> GIVEN REQUEST
Rewrite the stretch of the listing from the line containing "zipper and report bounding boxes." through the end of the listing, both ends included, with every other line kept word for word. Multiply each bounding box coordinate by 2.4 and round it to a whole number, with halves rounded up.
# # # #
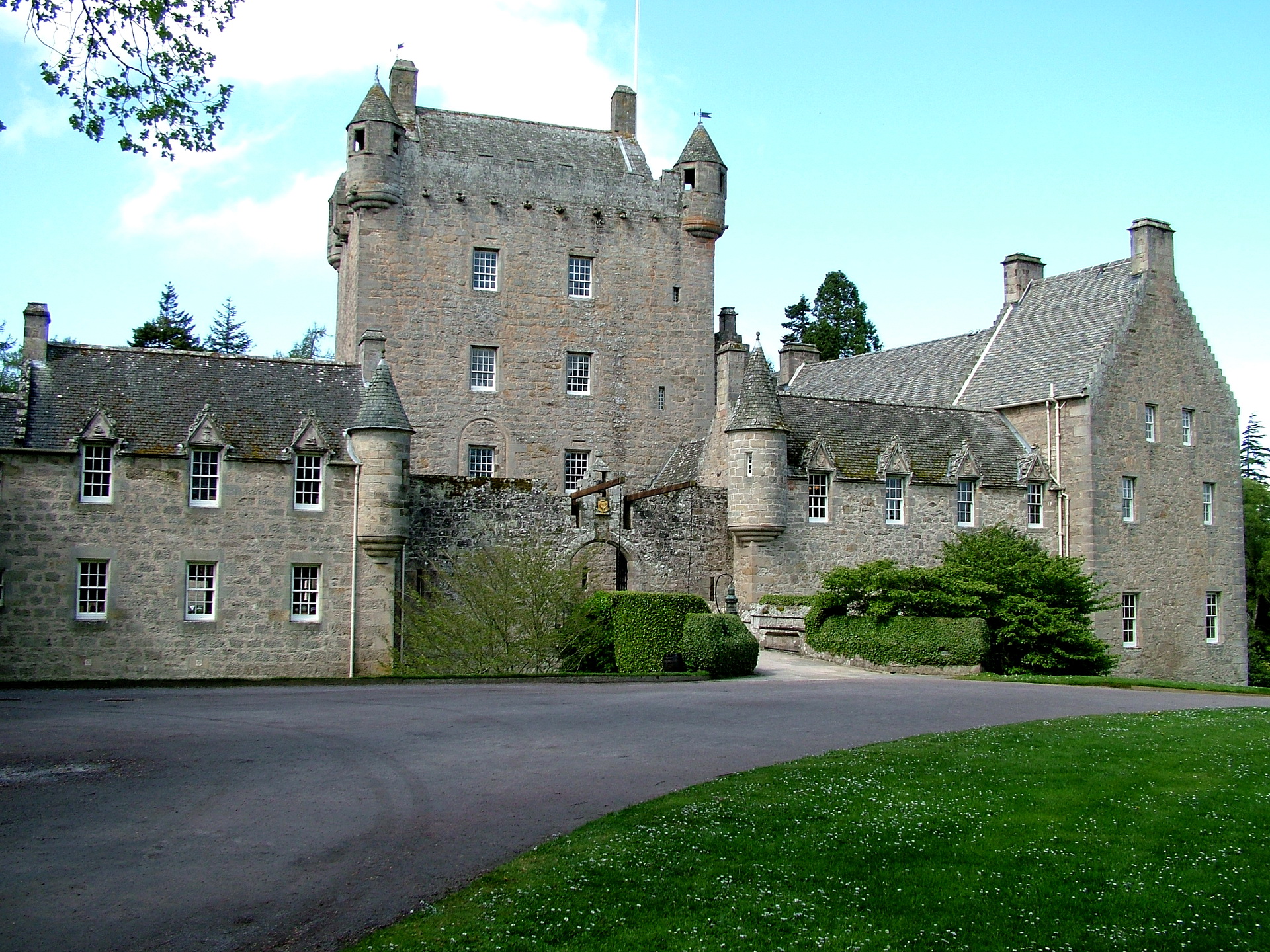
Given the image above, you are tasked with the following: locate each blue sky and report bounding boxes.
[0,0,1270,416]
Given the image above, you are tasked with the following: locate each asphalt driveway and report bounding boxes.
[7,653,1270,952]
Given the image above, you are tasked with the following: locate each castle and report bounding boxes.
[0,61,1247,683]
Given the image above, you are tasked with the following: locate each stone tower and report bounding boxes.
[327,61,726,490]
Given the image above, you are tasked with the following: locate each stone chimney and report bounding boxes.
[609,87,635,138]
[389,60,419,130]
[357,327,389,387]
[1001,254,1045,305]
[22,301,48,362]
[776,342,820,387]
[1129,218,1173,278]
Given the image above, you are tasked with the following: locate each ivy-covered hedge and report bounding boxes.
[758,595,816,608]
[806,614,988,668]
[603,592,710,674]
[679,613,758,678]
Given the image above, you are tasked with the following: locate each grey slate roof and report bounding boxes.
[725,346,785,433]
[675,120,728,167]
[790,260,1139,407]
[779,393,1029,486]
[348,83,402,126]
[790,330,992,406]
[20,342,366,459]
[416,110,652,178]
[348,360,414,433]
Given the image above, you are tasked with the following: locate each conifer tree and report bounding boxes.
[203,297,251,354]
[128,280,202,350]
[1240,414,1270,483]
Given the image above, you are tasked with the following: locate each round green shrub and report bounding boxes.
[679,613,758,678]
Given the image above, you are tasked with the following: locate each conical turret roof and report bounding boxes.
[725,346,786,433]
[348,80,402,126]
[675,120,728,169]
[348,360,415,433]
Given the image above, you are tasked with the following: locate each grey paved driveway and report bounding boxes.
[0,655,1260,952]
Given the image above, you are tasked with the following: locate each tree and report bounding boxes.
[781,272,881,360]
[275,321,335,360]
[128,280,202,350]
[1240,414,1270,483]
[203,298,251,354]
[0,0,241,159]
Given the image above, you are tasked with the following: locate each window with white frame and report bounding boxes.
[294,453,323,509]
[472,247,498,291]
[564,354,591,396]
[468,346,498,391]
[291,565,321,622]
[1120,592,1138,647]
[468,447,494,479]
[1027,483,1045,530]
[75,559,110,622]
[569,255,592,297]
[185,563,216,622]
[1204,592,1222,645]
[564,450,591,493]
[806,472,829,522]
[956,480,974,526]
[886,476,904,526]
[189,450,221,506]
[80,443,114,505]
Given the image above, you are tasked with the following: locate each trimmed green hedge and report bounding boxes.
[758,595,816,608]
[679,613,758,678]
[603,592,710,674]
[806,614,988,668]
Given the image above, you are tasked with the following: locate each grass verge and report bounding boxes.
[352,708,1270,952]
[956,674,1270,694]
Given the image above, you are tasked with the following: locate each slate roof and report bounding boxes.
[790,330,992,406]
[416,107,652,177]
[19,342,366,459]
[779,393,1030,486]
[675,120,728,169]
[790,260,1139,407]
[348,360,415,433]
[725,346,785,433]
[348,83,402,126]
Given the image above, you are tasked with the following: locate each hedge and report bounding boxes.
[806,615,988,668]
[606,592,710,674]
[679,613,758,678]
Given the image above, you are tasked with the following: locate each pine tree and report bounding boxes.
[128,280,202,350]
[203,297,251,354]
[1240,414,1270,483]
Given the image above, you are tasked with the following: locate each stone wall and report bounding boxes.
[0,451,353,680]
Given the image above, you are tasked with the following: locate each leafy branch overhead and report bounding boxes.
[0,0,241,159]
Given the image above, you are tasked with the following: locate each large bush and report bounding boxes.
[808,526,1117,674]
[610,592,710,674]
[679,612,758,678]
[806,615,988,668]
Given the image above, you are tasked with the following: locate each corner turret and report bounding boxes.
[675,122,728,241]
[345,81,405,211]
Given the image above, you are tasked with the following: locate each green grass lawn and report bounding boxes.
[355,708,1270,952]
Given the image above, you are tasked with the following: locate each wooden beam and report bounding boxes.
[569,476,626,501]
[622,480,697,505]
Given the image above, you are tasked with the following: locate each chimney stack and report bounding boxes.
[389,60,419,130]
[609,87,635,138]
[22,301,48,363]
[1001,254,1045,305]
[776,342,820,387]
[357,327,389,387]
[1129,218,1173,278]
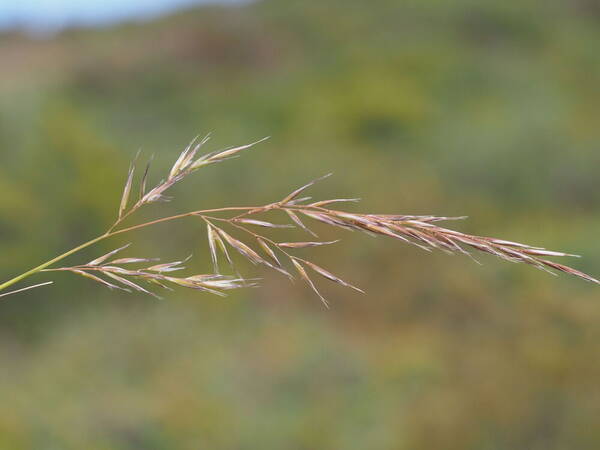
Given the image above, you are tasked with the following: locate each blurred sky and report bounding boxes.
[0,0,243,32]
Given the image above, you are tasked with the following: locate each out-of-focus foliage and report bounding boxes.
[0,0,600,450]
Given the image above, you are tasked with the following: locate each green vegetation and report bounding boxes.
[0,0,600,450]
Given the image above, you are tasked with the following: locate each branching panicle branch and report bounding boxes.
[0,136,600,306]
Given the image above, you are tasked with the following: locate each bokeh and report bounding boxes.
[0,0,600,450]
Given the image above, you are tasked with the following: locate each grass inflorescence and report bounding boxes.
[0,136,600,306]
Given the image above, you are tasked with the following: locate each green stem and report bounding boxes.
[0,234,111,291]
[0,207,258,291]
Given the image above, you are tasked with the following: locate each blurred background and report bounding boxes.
[0,0,600,450]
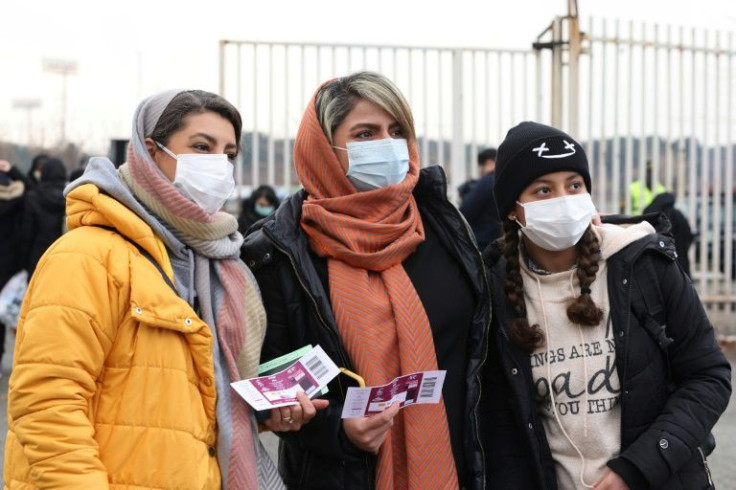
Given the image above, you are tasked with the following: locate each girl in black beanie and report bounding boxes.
[481,122,731,490]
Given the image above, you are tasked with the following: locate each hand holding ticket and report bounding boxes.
[342,371,446,419]
[230,346,340,410]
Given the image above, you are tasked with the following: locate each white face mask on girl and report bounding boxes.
[336,138,409,191]
[156,142,235,214]
[516,192,595,251]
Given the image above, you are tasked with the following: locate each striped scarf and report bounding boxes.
[119,92,281,490]
[294,82,458,489]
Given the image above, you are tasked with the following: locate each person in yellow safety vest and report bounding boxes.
[629,160,667,215]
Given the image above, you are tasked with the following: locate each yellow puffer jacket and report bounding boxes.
[3,184,220,489]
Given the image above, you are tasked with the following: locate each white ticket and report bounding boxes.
[230,346,340,410]
[342,371,447,419]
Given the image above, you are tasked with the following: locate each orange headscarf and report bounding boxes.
[294,82,459,489]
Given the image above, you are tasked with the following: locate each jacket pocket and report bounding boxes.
[698,446,716,489]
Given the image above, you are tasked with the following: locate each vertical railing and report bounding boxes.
[220,41,544,204]
[580,19,736,312]
[220,24,736,308]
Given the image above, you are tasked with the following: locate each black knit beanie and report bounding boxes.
[493,121,592,219]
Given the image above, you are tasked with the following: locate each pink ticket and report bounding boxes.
[230,346,340,410]
[342,371,447,419]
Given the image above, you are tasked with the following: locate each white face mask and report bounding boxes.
[517,192,595,251]
[341,138,409,191]
[156,143,235,214]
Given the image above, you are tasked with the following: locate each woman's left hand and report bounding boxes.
[593,468,629,490]
[265,392,330,432]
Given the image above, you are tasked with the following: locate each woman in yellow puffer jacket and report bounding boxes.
[3,91,325,489]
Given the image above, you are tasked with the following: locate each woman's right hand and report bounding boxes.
[342,403,401,454]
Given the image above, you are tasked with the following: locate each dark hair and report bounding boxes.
[503,220,603,352]
[250,185,279,207]
[146,90,243,151]
[478,148,496,166]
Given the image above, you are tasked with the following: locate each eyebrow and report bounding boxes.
[189,133,236,148]
[532,173,582,184]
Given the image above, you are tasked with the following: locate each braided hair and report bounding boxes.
[503,220,603,353]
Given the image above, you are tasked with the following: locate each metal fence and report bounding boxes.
[220,17,736,310]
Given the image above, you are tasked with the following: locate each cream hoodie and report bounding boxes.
[521,222,654,489]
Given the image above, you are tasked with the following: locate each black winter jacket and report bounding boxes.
[481,216,731,490]
[242,167,490,490]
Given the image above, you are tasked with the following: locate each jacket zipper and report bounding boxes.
[262,228,374,488]
[698,446,714,488]
[620,262,634,441]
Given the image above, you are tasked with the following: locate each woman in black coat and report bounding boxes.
[481,122,731,490]
[0,160,26,368]
[21,158,67,277]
# # # #
> RESPONSE
Given the image above, you are tasked with the following: locate each jacket zipper and report bounding boxes.
[629,547,898,1171]
[1675,1070,1714,1171]
[1488,629,1522,1058]
Given the image above, you are tasked with the following: locate each woman in black coat and report bounding boxes.
[1154,293,1754,1176]
[0,384,62,883]
[50,379,161,665]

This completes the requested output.